EXTRACTED DATA:
------------------------------------------------------------------------

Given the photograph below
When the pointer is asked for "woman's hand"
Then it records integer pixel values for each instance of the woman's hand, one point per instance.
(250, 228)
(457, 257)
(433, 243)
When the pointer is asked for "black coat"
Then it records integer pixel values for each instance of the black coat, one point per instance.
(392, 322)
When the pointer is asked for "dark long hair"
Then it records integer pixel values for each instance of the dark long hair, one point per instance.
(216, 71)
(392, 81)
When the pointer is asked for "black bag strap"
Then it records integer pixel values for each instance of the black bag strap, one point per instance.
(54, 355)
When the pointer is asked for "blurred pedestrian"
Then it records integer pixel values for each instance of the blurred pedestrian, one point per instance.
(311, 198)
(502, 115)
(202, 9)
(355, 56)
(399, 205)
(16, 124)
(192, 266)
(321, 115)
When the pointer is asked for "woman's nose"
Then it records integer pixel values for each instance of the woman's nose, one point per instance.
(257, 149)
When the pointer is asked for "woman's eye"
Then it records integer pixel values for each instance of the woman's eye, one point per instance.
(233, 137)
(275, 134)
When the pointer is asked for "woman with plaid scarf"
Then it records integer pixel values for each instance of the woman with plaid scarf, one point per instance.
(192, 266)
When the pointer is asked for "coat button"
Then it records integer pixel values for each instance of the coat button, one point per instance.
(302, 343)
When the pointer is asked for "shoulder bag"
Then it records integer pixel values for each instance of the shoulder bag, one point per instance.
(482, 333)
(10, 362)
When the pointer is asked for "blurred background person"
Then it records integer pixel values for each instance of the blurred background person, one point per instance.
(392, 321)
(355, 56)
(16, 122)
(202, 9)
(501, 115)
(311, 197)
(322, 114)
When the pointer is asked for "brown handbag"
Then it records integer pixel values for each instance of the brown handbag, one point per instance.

------------------------------------------------------------------------

WHAT NEEDS TO BE DONE: Would you return all lines from the preceding listing that contain the word "brown"?

ANSWER AREA:
When the pointer is asked for "brown handbag"
Then it records integer pixel values for each instance of the brown handbag, one point per instance.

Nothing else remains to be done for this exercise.